--- Record extracts ---
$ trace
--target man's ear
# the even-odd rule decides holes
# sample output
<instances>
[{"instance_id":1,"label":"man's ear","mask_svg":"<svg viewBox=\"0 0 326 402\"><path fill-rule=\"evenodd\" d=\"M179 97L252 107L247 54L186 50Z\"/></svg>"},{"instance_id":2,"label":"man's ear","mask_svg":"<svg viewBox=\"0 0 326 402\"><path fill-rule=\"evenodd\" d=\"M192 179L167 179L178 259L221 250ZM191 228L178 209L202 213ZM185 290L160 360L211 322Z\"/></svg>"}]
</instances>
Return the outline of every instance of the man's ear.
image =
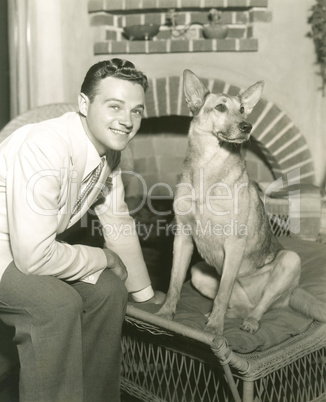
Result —
<instances>
[{"instance_id":1,"label":"man's ear","mask_svg":"<svg viewBox=\"0 0 326 402\"><path fill-rule=\"evenodd\" d=\"M81 92L81 93L78 95L78 107L79 107L79 112L80 112L84 117L87 116L88 105L89 105L88 96L85 95L83 92Z\"/></svg>"},{"instance_id":2,"label":"man's ear","mask_svg":"<svg viewBox=\"0 0 326 402\"><path fill-rule=\"evenodd\" d=\"M200 79L190 70L183 72L183 91L188 108L193 114L197 114L210 93Z\"/></svg>"},{"instance_id":3,"label":"man's ear","mask_svg":"<svg viewBox=\"0 0 326 402\"><path fill-rule=\"evenodd\" d=\"M240 95L241 106L244 107L246 115L252 112L252 109L258 103L264 89L264 81L258 81L256 84L251 85Z\"/></svg>"}]
</instances>

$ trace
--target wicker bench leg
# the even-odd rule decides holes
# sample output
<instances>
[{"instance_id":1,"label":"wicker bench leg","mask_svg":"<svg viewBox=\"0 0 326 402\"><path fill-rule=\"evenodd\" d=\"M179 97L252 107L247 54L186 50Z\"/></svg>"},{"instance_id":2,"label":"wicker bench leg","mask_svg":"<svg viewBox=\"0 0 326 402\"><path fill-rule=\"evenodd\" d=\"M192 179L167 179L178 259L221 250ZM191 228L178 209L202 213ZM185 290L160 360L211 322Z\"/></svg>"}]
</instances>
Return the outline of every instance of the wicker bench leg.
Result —
<instances>
[{"instance_id":1,"label":"wicker bench leg","mask_svg":"<svg viewBox=\"0 0 326 402\"><path fill-rule=\"evenodd\" d=\"M244 381L243 382L243 402L253 402L254 401L254 382Z\"/></svg>"},{"instance_id":2,"label":"wicker bench leg","mask_svg":"<svg viewBox=\"0 0 326 402\"><path fill-rule=\"evenodd\" d=\"M231 373L230 366L228 364L223 365L223 370L224 370L224 373L225 373L226 378L228 380L229 387L230 387L230 390L232 392L234 401L235 402L241 402L239 391L238 391L238 388L237 388L237 386L236 386L236 384L234 382L234 378L233 378L233 375Z\"/></svg>"}]
</instances>

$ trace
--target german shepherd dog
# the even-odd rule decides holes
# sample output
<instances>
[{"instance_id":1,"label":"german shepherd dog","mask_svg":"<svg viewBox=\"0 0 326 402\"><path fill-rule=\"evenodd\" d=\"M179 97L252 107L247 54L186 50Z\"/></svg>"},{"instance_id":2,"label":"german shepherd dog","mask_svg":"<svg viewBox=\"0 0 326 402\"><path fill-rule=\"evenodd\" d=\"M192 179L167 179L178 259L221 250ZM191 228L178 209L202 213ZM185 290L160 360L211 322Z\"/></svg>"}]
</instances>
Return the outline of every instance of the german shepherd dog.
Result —
<instances>
[{"instance_id":1,"label":"german shepherd dog","mask_svg":"<svg viewBox=\"0 0 326 402\"><path fill-rule=\"evenodd\" d=\"M300 258L284 250L272 233L240 152L239 144L250 137L252 125L246 119L263 82L229 96L211 93L190 70L183 79L193 119L174 200L171 280L157 314L173 318L195 242L207 264L194 265L192 284L214 299L208 332L223 334L226 316L242 318L241 329L255 333L266 310L286 305L326 322L326 306L298 287Z\"/></svg>"}]
</instances>

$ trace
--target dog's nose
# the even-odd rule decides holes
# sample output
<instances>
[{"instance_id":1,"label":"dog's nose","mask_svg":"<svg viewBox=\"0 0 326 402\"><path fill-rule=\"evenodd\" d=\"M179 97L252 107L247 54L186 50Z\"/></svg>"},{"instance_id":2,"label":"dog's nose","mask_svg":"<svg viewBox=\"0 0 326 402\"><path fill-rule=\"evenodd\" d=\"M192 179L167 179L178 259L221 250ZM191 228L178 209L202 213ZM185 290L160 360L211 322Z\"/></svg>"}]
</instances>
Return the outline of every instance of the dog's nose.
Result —
<instances>
[{"instance_id":1,"label":"dog's nose","mask_svg":"<svg viewBox=\"0 0 326 402\"><path fill-rule=\"evenodd\" d=\"M242 121L239 123L239 129L242 133L249 134L252 129L252 125L246 121Z\"/></svg>"}]
</instances>

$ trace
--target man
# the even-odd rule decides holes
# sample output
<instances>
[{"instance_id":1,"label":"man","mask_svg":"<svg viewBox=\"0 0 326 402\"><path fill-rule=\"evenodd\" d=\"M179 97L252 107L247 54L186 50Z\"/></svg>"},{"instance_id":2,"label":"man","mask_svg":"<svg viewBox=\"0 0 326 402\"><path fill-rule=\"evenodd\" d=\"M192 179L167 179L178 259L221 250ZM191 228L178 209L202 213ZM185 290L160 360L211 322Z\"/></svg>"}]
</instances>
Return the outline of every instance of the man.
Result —
<instances>
[{"instance_id":1,"label":"man","mask_svg":"<svg viewBox=\"0 0 326 402\"><path fill-rule=\"evenodd\" d=\"M147 87L131 62L99 62L79 113L24 126L0 144L0 319L15 327L21 402L119 401L127 289L136 301L162 302L137 235L114 239L105 229L134 227L117 166ZM101 190L105 248L59 241Z\"/></svg>"}]
</instances>

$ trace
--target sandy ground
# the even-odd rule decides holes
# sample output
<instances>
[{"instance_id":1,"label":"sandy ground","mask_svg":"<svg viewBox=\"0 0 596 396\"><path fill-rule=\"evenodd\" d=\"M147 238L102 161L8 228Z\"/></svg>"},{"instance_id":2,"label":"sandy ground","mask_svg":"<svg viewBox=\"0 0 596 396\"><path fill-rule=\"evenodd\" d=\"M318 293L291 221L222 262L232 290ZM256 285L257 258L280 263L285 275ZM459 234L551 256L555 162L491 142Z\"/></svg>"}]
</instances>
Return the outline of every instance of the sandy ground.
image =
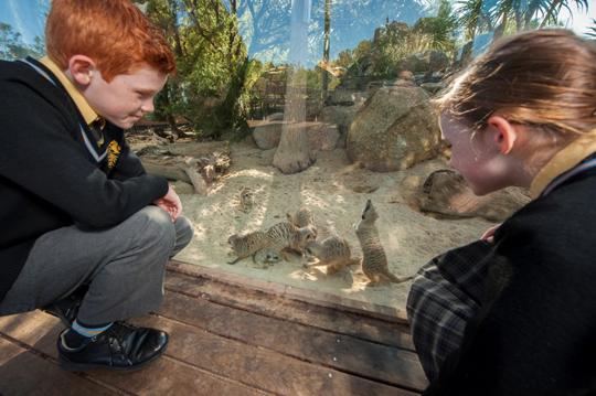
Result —
<instances>
[{"instance_id":1,"label":"sandy ground","mask_svg":"<svg viewBox=\"0 0 596 396\"><path fill-rule=\"evenodd\" d=\"M371 199L381 216L376 224L390 270L411 276L434 256L472 242L491 226L479 218L436 220L405 203L400 191L402 179L424 178L445 168L440 160L407 171L374 173L350 164L345 150L336 149L319 152L317 162L306 171L285 175L269 165L275 150L263 151L249 140L233 143L231 150L230 172L211 186L206 196L181 194L184 215L195 229L191 244L175 257L181 261L405 309L411 281L366 287L358 266L327 276L323 270L305 269L306 259L298 257L266 269L255 268L251 258L230 265L227 238L235 233L267 229L285 221L287 212L306 206L313 213L319 238L336 233L350 242L353 255L361 256L353 225ZM256 191L254 208L248 213L238 206L243 186Z\"/></svg>"}]
</instances>

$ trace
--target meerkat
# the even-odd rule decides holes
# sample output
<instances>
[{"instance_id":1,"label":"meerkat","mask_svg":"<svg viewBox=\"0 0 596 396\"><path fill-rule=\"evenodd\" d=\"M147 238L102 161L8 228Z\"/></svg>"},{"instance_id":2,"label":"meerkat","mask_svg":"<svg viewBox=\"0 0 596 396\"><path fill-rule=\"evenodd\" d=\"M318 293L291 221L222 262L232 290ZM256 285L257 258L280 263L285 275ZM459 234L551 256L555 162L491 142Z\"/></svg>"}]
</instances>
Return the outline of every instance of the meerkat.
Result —
<instances>
[{"instance_id":1,"label":"meerkat","mask_svg":"<svg viewBox=\"0 0 596 396\"><path fill-rule=\"evenodd\" d=\"M327 268L327 275L333 275L341 269L360 264L360 258L352 258L348 240L331 235L321 242L313 240L306 246L307 254L315 256L318 261L305 264L305 267Z\"/></svg>"},{"instance_id":2,"label":"meerkat","mask_svg":"<svg viewBox=\"0 0 596 396\"><path fill-rule=\"evenodd\" d=\"M370 279L368 286L375 286L383 280L400 283L412 277L400 278L391 274L387 266L387 256L381 245L379 231L374 223L379 218L371 200L362 212L362 218L355 227L355 233L362 248L362 272Z\"/></svg>"},{"instance_id":3,"label":"meerkat","mask_svg":"<svg viewBox=\"0 0 596 396\"><path fill-rule=\"evenodd\" d=\"M289 261L287 249L302 251L316 238L317 234L309 226L299 228L289 222L281 222L267 229L265 247L279 251Z\"/></svg>"},{"instance_id":4,"label":"meerkat","mask_svg":"<svg viewBox=\"0 0 596 396\"><path fill-rule=\"evenodd\" d=\"M227 243L232 248L232 253L236 255L236 259L227 264L236 264L238 260L252 256L267 244L267 235L262 231L255 231L248 234L234 234L227 238Z\"/></svg>"},{"instance_id":5,"label":"meerkat","mask_svg":"<svg viewBox=\"0 0 596 396\"><path fill-rule=\"evenodd\" d=\"M251 212L255 205L255 193L251 188L243 186L240 194L240 210L244 213Z\"/></svg>"}]
</instances>

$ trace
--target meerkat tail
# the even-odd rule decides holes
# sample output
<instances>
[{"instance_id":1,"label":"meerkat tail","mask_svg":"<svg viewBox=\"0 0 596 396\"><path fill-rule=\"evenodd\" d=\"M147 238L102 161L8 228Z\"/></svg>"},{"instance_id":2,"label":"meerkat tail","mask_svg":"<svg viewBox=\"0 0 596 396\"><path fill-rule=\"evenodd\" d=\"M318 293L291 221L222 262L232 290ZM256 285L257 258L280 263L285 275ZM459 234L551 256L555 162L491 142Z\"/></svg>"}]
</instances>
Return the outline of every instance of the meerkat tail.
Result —
<instances>
[{"instance_id":1,"label":"meerkat tail","mask_svg":"<svg viewBox=\"0 0 596 396\"><path fill-rule=\"evenodd\" d=\"M412 278L414 278L413 276L409 276L409 277L397 277L393 274L391 274L390 271L386 271L383 274L384 276L386 276L389 278L390 281L394 282L394 283L401 283L401 282L405 282L406 280L409 280Z\"/></svg>"},{"instance_id":2,"label":"meerkat tail","mask_svg":"<svg viewBox=\"0 0 596 396\"><path fill-rule=\"evenodd\" d=\"M361 263L362 263L362 257L354 257L348 260L347 266L360 266Z\"/></svg>"}]
</instances>

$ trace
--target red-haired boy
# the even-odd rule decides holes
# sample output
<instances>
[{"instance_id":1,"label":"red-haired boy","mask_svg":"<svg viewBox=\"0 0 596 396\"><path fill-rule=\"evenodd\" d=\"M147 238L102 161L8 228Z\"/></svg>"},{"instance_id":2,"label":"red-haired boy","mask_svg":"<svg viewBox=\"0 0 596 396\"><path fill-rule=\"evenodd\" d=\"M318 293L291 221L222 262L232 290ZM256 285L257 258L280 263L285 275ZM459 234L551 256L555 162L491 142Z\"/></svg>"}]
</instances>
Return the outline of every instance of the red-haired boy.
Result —
<instances>
[{"instance_id":1,"label":"red-haired boy","mask_svg":"<svg viewBox=\"0 0 596 396\"><path fill-rule=\"evenodd\" d=\"M190 223L168 182L124 139L174 72L167 42L128 0L53 0L47 56L0 62L0 314L45 308L68 324L66 370L137 368Z\"/></svg>"}]
</instances>

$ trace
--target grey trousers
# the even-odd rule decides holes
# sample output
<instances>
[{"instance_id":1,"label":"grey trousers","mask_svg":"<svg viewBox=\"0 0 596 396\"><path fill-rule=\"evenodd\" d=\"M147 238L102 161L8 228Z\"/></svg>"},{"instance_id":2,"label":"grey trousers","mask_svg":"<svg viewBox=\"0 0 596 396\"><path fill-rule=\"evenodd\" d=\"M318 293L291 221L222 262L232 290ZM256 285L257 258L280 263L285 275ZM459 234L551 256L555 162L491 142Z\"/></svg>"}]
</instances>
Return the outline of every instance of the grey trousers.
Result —
<instances>
[{"instance_id":1,"label":"grey trousers","mask_svg":"<svg viewBox=\"0 0 596 396\"><path fill-rule=\"evenodd\" d=\"M115 227L76 226L42 235L33 245L0 315L32 311L87 283L77 319L85 324L126 320L160 307L168 259L191 240L185 217L147 206Z\"/></svg>"}]
</instances>

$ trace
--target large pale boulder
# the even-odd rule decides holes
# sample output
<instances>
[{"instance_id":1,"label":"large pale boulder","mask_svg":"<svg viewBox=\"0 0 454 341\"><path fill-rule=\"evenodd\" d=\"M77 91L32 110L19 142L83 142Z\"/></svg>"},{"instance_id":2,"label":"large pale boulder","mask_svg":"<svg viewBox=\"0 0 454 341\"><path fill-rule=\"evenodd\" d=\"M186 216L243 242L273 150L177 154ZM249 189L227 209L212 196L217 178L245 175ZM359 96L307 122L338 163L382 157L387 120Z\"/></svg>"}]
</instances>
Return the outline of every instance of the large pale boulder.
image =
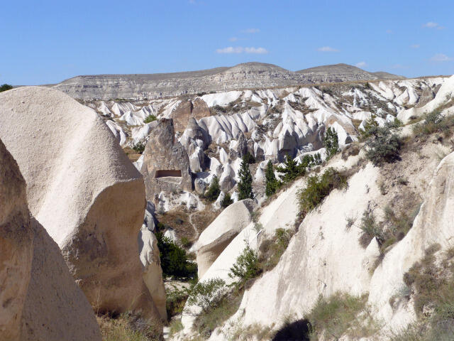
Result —
<instances>
[{"instance_id":1,"label":"large pale boulder","mask_svg":"<svg viewBox=\"0 0 454 341\"><path fill-rule=\"evenodd\" d=\"M39 222L33 219L32 223L33 259L21 341L101 341L93 309L74 282L58 245Z\"/></svg>"},{"instance_id":2,"label":"large pale boulder","mask_svg":"<svg viewBox=\"0 0 454 341\"><path fill-rule=\"evenodd\" d=\"M102 119L59 91L25 87L0 94L0 138L90 303L158 317L138 257L143 180Z\"/></svg>"},{"instance_id":3,"label":"large pale boulder","mask_svg":"<svg viewBox=\"0 0 454 341\"><path fill-rule=\"evenodd\" d=\"M30 217L26 182L1 141L0 163L0 340L100 341L58 245Z\"/></svg>"},{"instance_id":4,"label":"large pale boulder","mask_svg":"<svg viewBox=\"0 0 454 341\"><path fill-rule=\"evenodd\" d=\"M148 200L154 201L162 191L192 189L189 159L184 148L175 141L172 119L159 121L150 133L143 155L140 172Z\"/></svg>"},{"instance_id":5,"label":"large pale boulder","mask_svg":"<svg viewBox=\"0 0 454 341\"><path fill-rule=\"evenodd\" d=\"M162 269L159 258L157 239L155 234L142 227L138 236L140 262L143 266L143 281L163 320L167 318L165 309L165 288L162 281Z\"/></svg>"},{"instance_id":6,"label":"large pale boulder","mask_svg":"<svg viewBox=\"0 0 454 341\"><path fill-rule=\"evenodd\" d=\"M19 338L33 254L26 182L0 141L0 339Z\"/></svg>"},{"instance_id":7,"label":"large pale boulder","mask_svg":"<svg viewBox=\"0 0 454 341\"><path fill-rule=\"evenodd\" d=\"M252 221L251 212L255 207L254 200L245 199L227 207L199 237L196 250L199 278L228 245L232 239Z\"/></svg>"}]
</instances>

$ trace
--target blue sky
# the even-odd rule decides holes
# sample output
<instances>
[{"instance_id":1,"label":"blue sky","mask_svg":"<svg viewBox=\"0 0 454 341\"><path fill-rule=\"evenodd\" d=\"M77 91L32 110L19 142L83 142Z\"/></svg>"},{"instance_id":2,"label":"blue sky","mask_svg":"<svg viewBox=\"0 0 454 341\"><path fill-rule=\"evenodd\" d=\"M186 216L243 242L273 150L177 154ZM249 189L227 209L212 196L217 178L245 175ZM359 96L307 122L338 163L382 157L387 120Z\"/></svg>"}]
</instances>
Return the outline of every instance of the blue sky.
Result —
<instances>
[{"instance_id":1,"label":"blue sky","mask_svg":"<svg viewBox=\"0 0 454 341\"><path fill-rule=\"evenodd\" d=\"M260 61L454 74L454 1L4 1L0 84Z\"/></svg>"}]
</instances>

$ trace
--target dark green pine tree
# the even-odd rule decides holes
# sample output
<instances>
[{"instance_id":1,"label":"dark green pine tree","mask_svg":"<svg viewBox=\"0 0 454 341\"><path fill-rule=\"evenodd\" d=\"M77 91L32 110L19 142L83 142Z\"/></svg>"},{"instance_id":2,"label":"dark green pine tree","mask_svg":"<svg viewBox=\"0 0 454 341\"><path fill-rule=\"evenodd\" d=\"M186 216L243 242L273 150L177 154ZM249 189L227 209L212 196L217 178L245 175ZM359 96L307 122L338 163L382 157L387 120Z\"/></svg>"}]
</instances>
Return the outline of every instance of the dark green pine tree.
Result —
<instances>
[{"instance_id":1,"label":"dark green pine tree","mask_svg":"<svg viewBox=\"0 0 454 341\"><path fill-rule=\"evenodd\" d=\"M327 160L331 158L334 154L339 151L339 139L334 128L328 126L326 129L323 145L326 148Z\"/></svg>"},{"instance_id":2,"label":"dark green pine tree","mask_svg":"<svg viewBox=\"0 0 454 341\"><path fill-rule=\"evenodd\" d=\"M288 155L285 156L285 163L284 167L277 167L276 170L283 174L281 177L284 183L288 183L297 178L298 175L304 175L306 168L299 166L293 158Z\"/></svg>"},{"instance_id":3,"label":"dark green pine tree","mask_svg":"<svg viewBox=\"0 0 454 341\"><path fill-rule=\"evenodd\" d=\"M272 195L276 193L276 190L279 187L279 181L275 176L275 172L272 169L272 163L271 161L267 163L267 169L265 171L265 193L267 196Z\"/></svg>"},{"instance_id":4,"label":"dark green pine tree","mask_svg":"<svg viewBox=\"0 0 454 341\"><path fill-rule=\"evenodd\" d=\"M253 175L249 170L249 163L245 157L243 158L241 161L241 167L238 173L240 182L238 183L238 200L253 199L254 193L253 192Z\"/></svg>"}]
</instances>

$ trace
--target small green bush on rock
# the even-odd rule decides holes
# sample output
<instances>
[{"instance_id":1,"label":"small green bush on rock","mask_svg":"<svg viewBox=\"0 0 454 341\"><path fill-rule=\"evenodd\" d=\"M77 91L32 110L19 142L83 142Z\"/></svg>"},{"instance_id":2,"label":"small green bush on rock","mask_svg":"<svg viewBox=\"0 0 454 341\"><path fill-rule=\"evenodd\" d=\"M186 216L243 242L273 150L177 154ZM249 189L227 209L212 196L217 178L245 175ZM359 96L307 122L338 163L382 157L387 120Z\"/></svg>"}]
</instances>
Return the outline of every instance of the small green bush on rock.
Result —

--- Problem ---
Pick out each line in the entries above that contains the string "tail", matching case exactly.

--- Expected answer ---
--target meerkat tail
[{"instance_id":1,"label":"meerkat tail","mask_svg":"<svg viewBox=\"0 0 596 396\"><path fill-rule=\"evenodd\" d=\"M147 238L102 161L8 228Z\"/></svg>"},{"instance_id":2,"label":"meerkat tail","mask_svg":"<svg viewBox=\"0 0 596 396\"><path fill-rule=\"evenodd\" d=\"M318 293L291 221L222 262L232 290ZM256 285L257 258L280 263L285 275ZM459 234L551 256L555 162L491 142Z\"/></svg>"}]
Return the outline of every instance of the meerkat tail.
[{"instance_id":1,"label":"meerkat tail","mask_svg":"<svg viewBox=\"0 0 596 396\"><path fill-rule=\"evenodd\" d=\"M412 278L414 278L413 276L409 276L409 277L397 277L393 274L391 274L390 271L386 271L383 274L384 276L386 276L389 278L390 281L394 282L394 283L401 283L401 282L405 282L406 280L409 280Z\"/></svg>"},{"instance_id":2,"label":"meerkat tail","mask_svg":"<svg viewBox=\"0 0 596 396\"><path fill-rule=\"evenodd\" d=\"M361 263L362 263L362 257L354 257L348 260L347 266L360 266Z\"/></svg>"}]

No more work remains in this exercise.